Below are the records; copy each line in which "white" can be found.

(Data entries)
———
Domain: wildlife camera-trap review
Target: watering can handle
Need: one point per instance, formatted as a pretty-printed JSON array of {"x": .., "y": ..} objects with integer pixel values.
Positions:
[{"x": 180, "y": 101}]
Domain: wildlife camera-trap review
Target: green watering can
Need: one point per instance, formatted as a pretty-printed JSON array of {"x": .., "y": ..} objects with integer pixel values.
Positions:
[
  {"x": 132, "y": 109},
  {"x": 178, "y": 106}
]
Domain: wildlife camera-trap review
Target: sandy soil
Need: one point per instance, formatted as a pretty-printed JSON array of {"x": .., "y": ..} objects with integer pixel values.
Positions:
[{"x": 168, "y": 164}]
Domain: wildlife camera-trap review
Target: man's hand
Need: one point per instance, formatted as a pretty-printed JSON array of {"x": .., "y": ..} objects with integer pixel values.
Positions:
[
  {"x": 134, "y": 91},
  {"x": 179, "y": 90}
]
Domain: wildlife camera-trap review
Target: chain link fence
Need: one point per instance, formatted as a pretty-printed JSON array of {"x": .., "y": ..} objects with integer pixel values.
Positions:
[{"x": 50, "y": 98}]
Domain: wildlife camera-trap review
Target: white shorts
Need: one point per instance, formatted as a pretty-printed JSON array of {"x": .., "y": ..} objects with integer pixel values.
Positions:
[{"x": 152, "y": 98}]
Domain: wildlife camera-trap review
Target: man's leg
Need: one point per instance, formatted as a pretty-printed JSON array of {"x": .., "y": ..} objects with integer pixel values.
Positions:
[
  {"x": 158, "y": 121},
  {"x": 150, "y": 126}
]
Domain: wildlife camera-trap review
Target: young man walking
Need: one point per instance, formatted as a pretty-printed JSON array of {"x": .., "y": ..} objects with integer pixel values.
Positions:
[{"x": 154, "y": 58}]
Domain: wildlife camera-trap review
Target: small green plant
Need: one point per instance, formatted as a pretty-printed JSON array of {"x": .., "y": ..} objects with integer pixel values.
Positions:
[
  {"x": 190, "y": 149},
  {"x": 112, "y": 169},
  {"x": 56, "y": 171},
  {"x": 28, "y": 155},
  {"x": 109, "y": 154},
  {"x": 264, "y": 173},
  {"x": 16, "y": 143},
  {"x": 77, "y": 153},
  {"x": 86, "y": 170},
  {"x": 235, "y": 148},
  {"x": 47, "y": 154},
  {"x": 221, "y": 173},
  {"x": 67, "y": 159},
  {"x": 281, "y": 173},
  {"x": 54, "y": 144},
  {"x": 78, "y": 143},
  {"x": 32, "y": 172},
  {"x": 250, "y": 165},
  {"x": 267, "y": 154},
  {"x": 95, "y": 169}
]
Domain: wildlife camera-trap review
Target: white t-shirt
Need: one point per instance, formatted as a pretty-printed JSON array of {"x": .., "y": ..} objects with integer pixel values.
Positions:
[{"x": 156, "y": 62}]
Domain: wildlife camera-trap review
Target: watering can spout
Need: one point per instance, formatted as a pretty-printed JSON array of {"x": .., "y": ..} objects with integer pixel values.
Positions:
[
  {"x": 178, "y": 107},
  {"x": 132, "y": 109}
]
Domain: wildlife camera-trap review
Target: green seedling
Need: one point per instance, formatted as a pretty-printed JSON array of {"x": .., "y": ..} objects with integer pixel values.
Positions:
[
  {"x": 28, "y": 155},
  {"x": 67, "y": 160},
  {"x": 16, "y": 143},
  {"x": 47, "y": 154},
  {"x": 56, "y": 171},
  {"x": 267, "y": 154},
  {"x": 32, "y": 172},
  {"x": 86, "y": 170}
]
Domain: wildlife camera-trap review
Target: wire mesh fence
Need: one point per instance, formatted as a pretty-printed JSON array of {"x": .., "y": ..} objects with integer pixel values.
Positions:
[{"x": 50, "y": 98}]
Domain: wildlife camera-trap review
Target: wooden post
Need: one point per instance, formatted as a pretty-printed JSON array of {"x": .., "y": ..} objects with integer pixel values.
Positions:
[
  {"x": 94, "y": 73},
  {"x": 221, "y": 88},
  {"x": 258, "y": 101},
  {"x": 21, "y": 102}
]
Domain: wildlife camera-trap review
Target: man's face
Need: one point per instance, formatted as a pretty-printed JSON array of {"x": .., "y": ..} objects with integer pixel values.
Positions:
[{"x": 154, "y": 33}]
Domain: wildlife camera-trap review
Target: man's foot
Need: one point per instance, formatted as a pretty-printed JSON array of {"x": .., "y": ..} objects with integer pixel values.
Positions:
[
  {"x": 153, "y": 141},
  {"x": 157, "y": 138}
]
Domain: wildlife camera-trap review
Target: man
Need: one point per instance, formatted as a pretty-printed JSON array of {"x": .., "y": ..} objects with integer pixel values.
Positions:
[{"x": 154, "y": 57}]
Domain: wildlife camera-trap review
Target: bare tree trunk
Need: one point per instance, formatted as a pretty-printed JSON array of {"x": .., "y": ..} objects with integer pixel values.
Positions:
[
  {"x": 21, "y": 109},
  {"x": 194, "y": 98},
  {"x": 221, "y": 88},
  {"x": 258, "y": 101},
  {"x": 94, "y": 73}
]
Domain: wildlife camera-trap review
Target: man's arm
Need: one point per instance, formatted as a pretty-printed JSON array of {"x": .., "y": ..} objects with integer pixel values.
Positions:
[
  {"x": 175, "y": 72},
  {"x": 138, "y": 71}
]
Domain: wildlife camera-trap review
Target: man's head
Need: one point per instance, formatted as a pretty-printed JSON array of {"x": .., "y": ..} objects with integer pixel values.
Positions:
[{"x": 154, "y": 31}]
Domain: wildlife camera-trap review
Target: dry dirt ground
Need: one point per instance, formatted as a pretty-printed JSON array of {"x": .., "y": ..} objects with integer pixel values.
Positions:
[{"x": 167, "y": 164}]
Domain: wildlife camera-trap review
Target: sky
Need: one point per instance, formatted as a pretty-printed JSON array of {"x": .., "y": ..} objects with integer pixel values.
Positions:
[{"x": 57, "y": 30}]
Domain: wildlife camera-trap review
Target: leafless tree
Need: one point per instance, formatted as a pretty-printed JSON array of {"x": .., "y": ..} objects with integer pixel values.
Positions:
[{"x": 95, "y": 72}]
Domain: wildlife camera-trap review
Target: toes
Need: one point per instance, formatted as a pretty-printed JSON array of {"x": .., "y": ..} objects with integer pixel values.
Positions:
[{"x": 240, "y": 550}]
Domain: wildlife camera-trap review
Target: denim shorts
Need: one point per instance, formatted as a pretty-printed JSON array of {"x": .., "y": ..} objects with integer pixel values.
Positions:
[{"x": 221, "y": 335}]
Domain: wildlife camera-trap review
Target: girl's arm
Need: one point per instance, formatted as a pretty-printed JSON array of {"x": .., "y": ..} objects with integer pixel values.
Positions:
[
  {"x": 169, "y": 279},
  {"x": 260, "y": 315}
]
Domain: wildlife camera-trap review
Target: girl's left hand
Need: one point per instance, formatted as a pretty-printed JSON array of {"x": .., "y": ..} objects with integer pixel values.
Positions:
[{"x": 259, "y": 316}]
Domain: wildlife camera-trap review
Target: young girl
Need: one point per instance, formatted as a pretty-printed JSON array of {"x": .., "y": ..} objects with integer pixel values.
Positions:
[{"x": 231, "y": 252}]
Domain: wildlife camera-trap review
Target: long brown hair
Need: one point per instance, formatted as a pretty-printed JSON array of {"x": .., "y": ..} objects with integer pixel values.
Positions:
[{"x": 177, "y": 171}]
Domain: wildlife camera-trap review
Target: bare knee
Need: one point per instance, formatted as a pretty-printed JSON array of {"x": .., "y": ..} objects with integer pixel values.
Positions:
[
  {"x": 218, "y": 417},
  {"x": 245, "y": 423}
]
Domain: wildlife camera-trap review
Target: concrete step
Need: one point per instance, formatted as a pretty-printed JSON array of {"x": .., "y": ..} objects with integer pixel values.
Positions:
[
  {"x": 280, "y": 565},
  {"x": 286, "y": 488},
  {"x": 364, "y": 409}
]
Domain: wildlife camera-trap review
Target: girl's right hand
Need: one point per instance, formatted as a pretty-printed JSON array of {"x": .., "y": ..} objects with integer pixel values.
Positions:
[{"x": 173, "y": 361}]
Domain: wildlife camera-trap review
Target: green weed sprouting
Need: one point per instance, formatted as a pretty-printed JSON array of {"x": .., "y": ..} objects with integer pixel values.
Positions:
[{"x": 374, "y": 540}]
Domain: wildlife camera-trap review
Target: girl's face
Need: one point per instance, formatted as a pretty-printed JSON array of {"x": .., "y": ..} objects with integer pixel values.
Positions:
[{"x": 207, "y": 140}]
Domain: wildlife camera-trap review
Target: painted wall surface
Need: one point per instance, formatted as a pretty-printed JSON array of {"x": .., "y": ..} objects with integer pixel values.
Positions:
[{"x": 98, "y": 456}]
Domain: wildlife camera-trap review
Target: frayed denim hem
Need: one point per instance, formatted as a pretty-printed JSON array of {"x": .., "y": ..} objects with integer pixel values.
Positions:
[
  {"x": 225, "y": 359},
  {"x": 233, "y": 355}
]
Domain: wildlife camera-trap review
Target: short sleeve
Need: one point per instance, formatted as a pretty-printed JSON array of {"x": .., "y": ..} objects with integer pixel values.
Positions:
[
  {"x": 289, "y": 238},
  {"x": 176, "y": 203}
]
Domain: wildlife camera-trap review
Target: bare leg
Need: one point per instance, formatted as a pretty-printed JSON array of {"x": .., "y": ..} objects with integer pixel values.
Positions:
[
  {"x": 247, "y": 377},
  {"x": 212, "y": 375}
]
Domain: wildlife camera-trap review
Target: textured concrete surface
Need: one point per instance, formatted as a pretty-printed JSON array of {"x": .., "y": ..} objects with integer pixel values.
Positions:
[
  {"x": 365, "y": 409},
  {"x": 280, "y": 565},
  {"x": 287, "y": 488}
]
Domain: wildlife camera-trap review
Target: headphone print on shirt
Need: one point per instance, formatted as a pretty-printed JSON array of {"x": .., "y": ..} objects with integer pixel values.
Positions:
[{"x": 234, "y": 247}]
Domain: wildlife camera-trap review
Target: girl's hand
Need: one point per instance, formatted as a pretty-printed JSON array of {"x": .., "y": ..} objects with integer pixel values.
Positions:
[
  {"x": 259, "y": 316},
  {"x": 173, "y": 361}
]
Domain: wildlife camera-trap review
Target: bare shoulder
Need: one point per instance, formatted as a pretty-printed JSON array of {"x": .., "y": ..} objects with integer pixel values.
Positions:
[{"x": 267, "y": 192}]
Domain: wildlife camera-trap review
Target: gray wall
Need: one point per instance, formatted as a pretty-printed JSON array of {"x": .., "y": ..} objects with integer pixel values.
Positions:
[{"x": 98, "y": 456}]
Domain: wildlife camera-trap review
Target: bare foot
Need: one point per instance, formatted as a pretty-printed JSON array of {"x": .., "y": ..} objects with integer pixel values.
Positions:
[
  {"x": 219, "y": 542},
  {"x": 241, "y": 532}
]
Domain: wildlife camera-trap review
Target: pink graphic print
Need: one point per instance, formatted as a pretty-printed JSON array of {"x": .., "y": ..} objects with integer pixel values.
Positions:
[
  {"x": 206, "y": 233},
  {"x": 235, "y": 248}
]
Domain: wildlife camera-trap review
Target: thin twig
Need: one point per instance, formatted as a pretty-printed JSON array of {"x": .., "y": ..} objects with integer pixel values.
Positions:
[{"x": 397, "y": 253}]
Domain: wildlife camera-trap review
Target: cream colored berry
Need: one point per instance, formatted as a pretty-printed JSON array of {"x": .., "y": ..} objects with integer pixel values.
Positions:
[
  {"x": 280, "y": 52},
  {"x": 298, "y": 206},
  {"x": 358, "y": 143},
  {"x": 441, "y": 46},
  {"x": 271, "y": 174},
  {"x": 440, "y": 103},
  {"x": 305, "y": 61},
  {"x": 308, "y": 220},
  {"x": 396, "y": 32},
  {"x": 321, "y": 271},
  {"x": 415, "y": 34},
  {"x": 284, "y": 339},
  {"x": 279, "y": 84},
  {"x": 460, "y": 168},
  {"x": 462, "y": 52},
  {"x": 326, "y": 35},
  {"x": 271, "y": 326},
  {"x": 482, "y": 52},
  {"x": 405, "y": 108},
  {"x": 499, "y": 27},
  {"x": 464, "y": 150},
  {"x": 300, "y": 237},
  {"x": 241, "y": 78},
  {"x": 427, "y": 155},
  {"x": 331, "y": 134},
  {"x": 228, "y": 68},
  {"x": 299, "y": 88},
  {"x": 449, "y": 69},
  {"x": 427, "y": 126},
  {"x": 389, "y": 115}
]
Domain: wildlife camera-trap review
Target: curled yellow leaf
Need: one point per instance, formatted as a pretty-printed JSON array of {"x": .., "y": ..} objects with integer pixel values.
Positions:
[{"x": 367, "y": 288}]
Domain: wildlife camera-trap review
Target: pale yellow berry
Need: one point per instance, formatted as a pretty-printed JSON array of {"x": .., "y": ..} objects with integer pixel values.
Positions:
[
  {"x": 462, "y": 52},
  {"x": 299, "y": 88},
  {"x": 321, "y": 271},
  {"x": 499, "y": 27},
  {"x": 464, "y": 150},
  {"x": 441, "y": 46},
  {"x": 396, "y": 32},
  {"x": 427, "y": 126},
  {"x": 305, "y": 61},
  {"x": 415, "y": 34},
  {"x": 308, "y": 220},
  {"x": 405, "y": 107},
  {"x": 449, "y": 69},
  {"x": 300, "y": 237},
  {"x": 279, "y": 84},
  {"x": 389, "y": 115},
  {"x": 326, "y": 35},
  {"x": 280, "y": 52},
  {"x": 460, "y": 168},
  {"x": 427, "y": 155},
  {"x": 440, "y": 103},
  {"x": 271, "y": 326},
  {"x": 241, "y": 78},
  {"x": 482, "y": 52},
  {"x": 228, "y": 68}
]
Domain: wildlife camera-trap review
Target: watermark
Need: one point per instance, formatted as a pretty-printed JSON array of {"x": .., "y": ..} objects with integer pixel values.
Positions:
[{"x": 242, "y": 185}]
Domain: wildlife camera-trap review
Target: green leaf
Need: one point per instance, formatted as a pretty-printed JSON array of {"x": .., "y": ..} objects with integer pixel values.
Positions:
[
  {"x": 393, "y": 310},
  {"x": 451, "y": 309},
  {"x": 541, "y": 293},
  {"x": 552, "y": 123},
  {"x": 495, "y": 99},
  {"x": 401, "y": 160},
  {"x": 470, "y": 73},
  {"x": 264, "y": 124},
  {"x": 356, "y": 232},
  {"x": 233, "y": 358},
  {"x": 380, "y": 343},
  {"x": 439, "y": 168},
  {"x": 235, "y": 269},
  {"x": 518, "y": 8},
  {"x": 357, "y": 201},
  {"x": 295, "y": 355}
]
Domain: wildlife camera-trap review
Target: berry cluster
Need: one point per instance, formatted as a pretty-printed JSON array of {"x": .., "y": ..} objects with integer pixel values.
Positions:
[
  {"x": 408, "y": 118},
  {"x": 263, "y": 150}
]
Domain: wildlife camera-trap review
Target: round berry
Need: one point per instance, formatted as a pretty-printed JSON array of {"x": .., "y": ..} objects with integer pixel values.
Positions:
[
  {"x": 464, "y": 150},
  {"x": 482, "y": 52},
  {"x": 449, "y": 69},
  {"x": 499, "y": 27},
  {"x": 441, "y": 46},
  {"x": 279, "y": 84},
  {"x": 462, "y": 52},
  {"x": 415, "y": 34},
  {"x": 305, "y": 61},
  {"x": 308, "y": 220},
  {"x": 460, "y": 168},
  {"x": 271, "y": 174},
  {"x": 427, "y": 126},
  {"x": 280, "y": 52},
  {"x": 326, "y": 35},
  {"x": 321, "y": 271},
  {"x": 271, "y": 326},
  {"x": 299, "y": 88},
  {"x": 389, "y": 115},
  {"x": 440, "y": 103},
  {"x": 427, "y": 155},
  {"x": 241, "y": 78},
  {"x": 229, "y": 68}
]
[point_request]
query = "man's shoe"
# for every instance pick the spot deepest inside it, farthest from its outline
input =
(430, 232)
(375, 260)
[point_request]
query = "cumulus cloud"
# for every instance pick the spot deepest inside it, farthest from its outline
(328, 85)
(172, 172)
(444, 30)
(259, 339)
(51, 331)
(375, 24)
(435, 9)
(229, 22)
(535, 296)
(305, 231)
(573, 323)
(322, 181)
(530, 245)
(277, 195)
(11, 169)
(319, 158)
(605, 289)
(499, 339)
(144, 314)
———
Result below =
Target: white shorts
Target: white t-shirt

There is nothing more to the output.